RAW DATA
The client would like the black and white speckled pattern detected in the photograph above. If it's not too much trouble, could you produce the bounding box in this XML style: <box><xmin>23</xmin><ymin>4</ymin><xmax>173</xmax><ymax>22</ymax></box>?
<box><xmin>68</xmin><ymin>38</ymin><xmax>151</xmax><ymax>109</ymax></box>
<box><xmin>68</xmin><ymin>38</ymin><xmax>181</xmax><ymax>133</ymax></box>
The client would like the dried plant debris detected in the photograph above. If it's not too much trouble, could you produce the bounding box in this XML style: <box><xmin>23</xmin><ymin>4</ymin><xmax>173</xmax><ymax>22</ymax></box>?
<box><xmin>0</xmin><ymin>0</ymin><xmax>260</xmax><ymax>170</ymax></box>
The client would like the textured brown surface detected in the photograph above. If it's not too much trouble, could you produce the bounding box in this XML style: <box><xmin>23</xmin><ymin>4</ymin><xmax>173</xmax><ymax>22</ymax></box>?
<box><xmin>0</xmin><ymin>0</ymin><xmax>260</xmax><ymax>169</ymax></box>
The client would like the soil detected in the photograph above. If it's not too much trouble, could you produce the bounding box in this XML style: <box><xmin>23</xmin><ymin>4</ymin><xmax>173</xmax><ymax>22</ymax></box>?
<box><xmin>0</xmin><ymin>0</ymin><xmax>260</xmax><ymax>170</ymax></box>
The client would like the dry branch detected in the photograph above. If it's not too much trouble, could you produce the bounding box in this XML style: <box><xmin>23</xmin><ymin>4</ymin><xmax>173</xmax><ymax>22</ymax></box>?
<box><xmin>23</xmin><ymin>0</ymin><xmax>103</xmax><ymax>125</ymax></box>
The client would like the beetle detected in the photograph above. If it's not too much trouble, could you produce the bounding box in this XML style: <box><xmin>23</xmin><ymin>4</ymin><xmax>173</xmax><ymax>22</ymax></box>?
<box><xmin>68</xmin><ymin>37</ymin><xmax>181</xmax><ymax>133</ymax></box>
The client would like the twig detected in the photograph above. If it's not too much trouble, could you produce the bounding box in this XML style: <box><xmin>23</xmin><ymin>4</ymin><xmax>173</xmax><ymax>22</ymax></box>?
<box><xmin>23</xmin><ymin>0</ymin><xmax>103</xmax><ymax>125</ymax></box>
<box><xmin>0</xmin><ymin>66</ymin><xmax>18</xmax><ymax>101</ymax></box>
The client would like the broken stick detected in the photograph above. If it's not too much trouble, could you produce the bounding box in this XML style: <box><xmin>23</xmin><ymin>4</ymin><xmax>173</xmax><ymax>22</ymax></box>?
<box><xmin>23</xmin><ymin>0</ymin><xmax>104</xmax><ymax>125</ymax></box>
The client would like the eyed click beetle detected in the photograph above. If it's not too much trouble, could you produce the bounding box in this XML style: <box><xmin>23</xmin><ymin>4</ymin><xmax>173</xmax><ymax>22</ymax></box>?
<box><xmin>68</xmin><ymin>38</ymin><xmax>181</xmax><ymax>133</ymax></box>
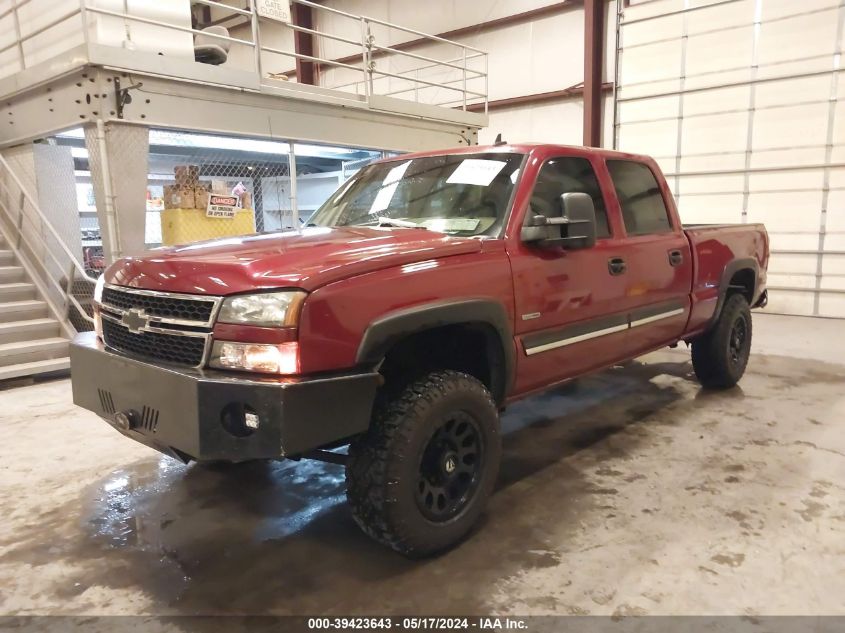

PROBLEM DESCRIPTION
Can you copy all of the lines above word for word, leaving out the pictures?

FINISHED TASK
The client would like the black and white speckled pattern detected in the photograph above. If it's not too much trouble, could you produce the bounding box in this XML style: <box><xmin>23</xmin><ymin>4</ymin><xmax>173</xmax><ymax>22</ymax></box>?
<box><xmin>68</xmin><ymin>38</ymin><xmax>151</xmax><ymax>109</ymax></box>
<box><xmin>68</xmin><ymin>38</ymin><xmax>181</xmax><ymax>133</ymax></box>
The client would like the dried plant debris detected in the photograph above. If it's not too much trouble, could you produce the bounding box in this XML style: <box><xmin>23</xmin><ymin>4</ymin><xmax>173</xmax><ymax>22</ymax></box>?
<box><xmin>0</xmin><ymin>0</ymin><xmax>260</xmax><ymax>170</ymax></box>
The client would like the textured brown surface detected in the photograph above. If it's not too much trouble, could you produce the bounding box in this XML style: <box><xmin>23</xmin><ymin>4</ymin><xmax>173</xmax><ymax>22</ymax></box>?
<box><xmin>0</xmin><ymin>0</ymin><xmax>260</xmax><ymax>169</ymax></box>
The client would like the soil detected in the photograph above. If it's not too much trouble, could you produce the bounding box in this XML style: <box><xmin>23</xmin><ymin>4</ymin><xmax>173</xmax><ymax>22</ymax></box>?
<box><xmin>0</xmin><ymin>0</ymin><xmax>260</xmax><ymax>170</ymax></box>
The client would like the dry branch detected in the photograph above. If it's not too much trouble, could you produce the bounding box in this XML style: <box><xmin>23</xmin><ymin>4</ymin><xmax>173</xmax><ymax>22</ymax></box>?
<box><xmin>23</xmin><ymin>0</ymin><xmax>103</xmax><ymax>125</ymax></box>
The client would like the beetle detected in the photograph above. If it's not too much trouble, could you produce the bounding box in this XML style: <box><xmin>23</xmin><ymin>4</ymin><xmax>173</xmax><ymax>22</ymax></box>?
<box><xmin>68</xmin><ymin>37</ymin><xmax>181</xmax><ymax>133</ymax></box>
The client would like the twig detected in the photograph above. If it's not too much trouble, could you produce the bounding box in this XML style: <box><xmin>23</xmin><ymin>4</ymin><xmax>173</xmax><ymax>22</ymax></box>?
<box><xmin>23</xmin><ymin>0</ymin><xmax>103</xmax><ymax>125</ymax></box>
<box><xmin>0</xmin><ymin>66</ymin><xmax>18</xmax><ymax>101</ymax></box>
The client would like the broken stick detected in the photograph above. If it's not too much trouble, could you produce the bounding box in this XML style: <box><xmin>23</xmin><ymin>4</ymin><xmax>173</xmax><ymax>22</ymax></box>?
<box><xmin>23</xmin><ymin>0</ymin><xmax>104</xmax><ymax>125</ymax></box>
The client would like the eyed click beetle detected in the photograph above. If it's not too much trouble, could you produce the bounding box in this XML style: <box><xmin>23</xmin><ymin>4</ymin><xmax>173</xmax><ymax>22</ymax></box>?
<box><xmin>68</xmin><ymin>38</ymin><xmax>181</xmax><ymax>133</ymax></box>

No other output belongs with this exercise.